Given request>
From the records below, pull out each line that contains the string "dark". Letter case matters.

Recorded data>

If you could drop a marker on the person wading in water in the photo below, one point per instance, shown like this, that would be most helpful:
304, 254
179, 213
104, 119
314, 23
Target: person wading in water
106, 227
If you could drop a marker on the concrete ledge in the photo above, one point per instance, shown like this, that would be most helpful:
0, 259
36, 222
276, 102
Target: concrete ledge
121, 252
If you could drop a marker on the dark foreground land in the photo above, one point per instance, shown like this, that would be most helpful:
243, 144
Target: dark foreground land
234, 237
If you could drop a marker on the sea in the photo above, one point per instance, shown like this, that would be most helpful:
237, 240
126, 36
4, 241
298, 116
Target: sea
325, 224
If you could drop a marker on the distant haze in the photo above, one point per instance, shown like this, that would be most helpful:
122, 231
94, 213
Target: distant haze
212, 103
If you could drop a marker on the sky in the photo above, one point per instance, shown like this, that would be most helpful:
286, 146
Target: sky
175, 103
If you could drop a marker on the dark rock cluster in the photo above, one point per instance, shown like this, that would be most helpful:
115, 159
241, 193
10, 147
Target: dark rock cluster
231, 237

---

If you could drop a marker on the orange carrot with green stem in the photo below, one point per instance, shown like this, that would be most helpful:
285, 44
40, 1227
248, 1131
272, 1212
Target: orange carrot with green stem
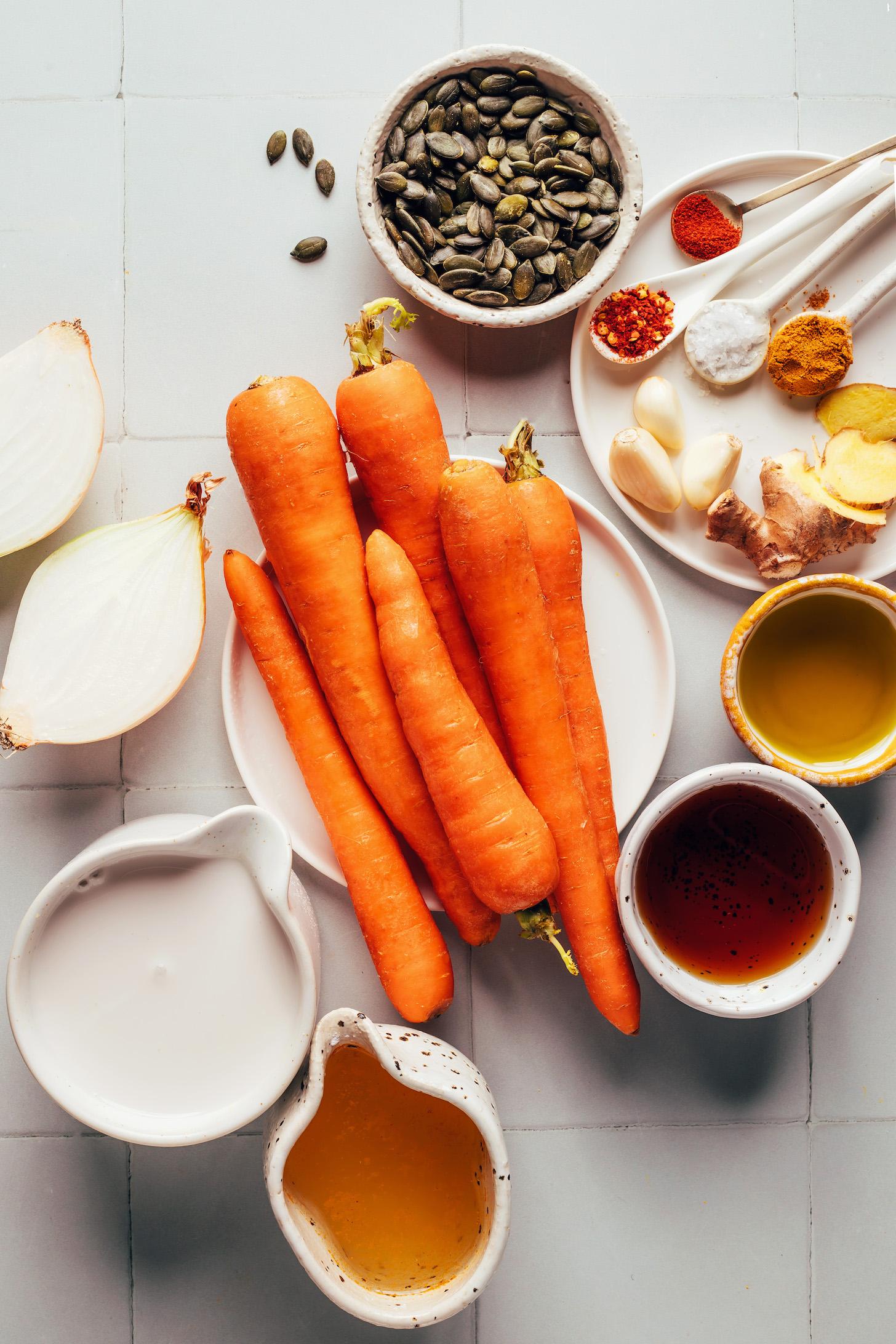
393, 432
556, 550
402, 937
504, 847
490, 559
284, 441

==

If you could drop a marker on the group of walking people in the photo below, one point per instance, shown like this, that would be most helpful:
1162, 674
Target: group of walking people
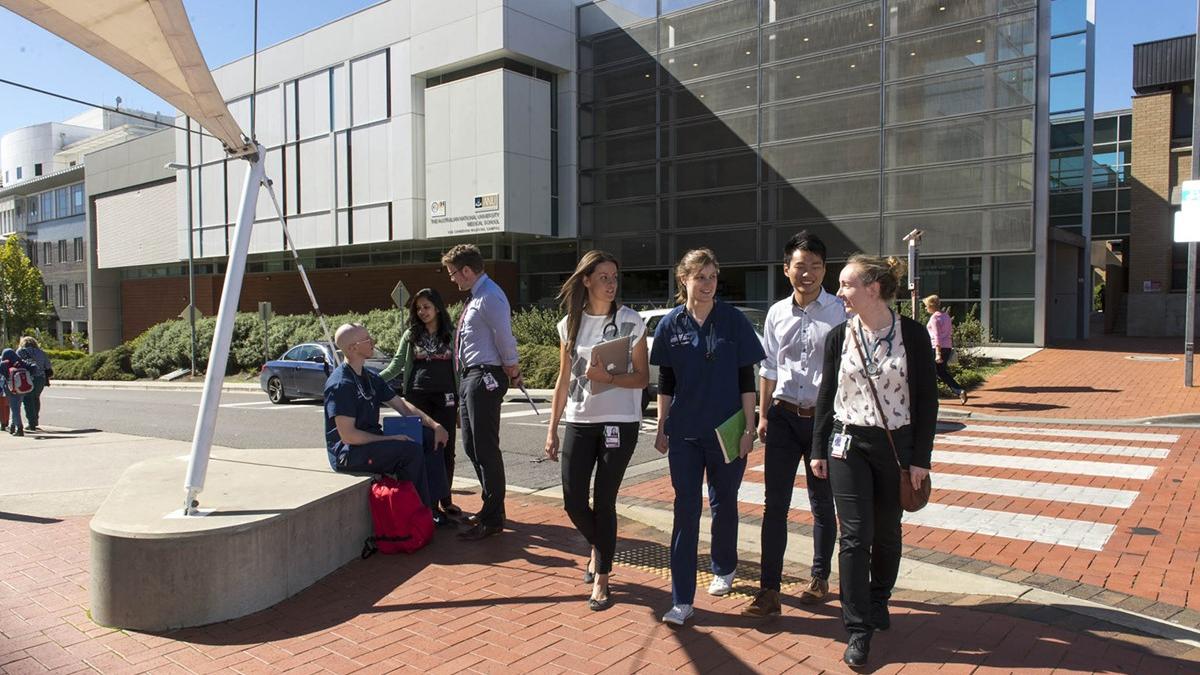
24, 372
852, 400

Output of the exercise>
If you could drop a marker on the dark foreground land in the photo above, one point per instance, shown like this, that would be most helpful:
Target: dark foreground land
If you could drop a marker on the dark rock cluster in the photo above, one point per instance, shown like this, that would be most helpful:
Target: dark rock cluster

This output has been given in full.